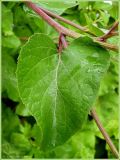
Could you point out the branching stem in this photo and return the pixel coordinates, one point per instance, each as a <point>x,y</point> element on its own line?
<point>95,116</point>
<point>64,30</point>
<point>110,33</point>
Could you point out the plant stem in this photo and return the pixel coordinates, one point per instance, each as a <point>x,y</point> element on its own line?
<point>84,29</point>
<point>104,133</point>
<point>95,116</point>
<point>110,33</point>
<point>50,21</point>
<point>64,30</point>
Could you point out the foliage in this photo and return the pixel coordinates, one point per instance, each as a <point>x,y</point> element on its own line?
<point>68,129</point>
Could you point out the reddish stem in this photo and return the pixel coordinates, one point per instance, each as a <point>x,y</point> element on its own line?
<point>50,21</point>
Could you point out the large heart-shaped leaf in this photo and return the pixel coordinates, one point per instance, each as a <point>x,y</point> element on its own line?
<point>59,90</point>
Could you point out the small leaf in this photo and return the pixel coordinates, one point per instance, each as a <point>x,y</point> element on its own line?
<point>59,90</point>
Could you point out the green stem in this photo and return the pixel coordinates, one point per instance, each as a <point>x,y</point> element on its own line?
<point>64,30</point>
<point>104,133</point>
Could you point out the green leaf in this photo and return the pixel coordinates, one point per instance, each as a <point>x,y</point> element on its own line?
<point>7,18</point>
<point>9,81</point>
<point>11,41</point>
<point>102,6</point>
<point>114,11</point>
<point>59,90</point>
<point>57,6</point>
<point>9,121</point>
<point>22,110</point>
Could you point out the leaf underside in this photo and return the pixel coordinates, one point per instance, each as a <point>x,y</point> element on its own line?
<point>59,90</point>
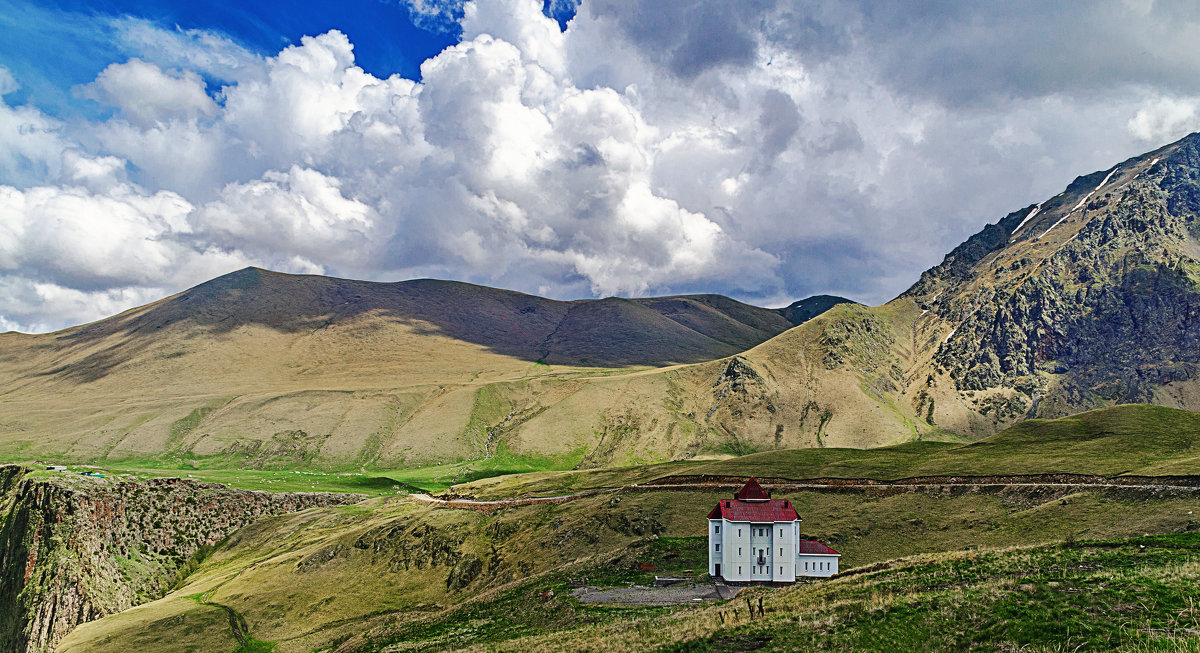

§ **SET EXERCISE**
Return all of the material above verbatim, line for line, leaving out the pictures.

§ **OUTPUT FOR THIS EXERCISE**
Could you point out the branching stem in this photo and return the pixel coordinates, one point per instance, each as a <point>x,y</point> element on its own line?
<point>95,116</point>
<point>64,30</point>
<point>110,33</point>
Could you point out the plant stem in this photo and return the pixel coordinates, one point per instance, each as a <point>x,y</point> element on its own line?
<point>84,29</point>
<point>104,133</point>
<point>95,116</point>
<point>110,33</point>
<point>50,21</point>
<point>64,30</point>
Could you point out the foliage in this photo and return the pixel coordinates, one point per instance, each as a <point>x,y</point> element on its own line?
<point>68,129</point>
Could you point out the reddish stem in this photo and return the pixel coordinates, one point per instance, each as a <point>x,y</point> element on its own line?
<point>50,21</point>
Could you point out the large heart-shaped leaf in this photo and return the pixel coordinates, one point per instance, each as a <point>x,y</point> element on its own line?
<point>59,90</point>
Could you point out the small leaf in this photo and return the pixel coordinates, one point per instance, each as a <point>x,y</point> element on its own line?
<point>59,90</point>
Could you point out the green stem in this photo and return the pixel coordinates, one point per instance, each as a <point>x,y</point> element on its own line?
<point>64,30</point>
<point>104,133</point>
Could you point out the green leaf in this photo and return the pixel coordinates, one point per instance, each as a <point>x,y</point> element on its own line?
<point>7,18</point>
<point>9,81</point>
<point>11,41</point>
<point>102,6</point>
<point>114,11</point>
<point>59,90</point>
<point>57,6</point>
<point>9,121</point>
<point>22,110</point>
Could you point out the leaf underside in this photo and return the pixel coordinates, one point per instance, each as a <point>x,y</point> element on its own line?
<point>59,90</point>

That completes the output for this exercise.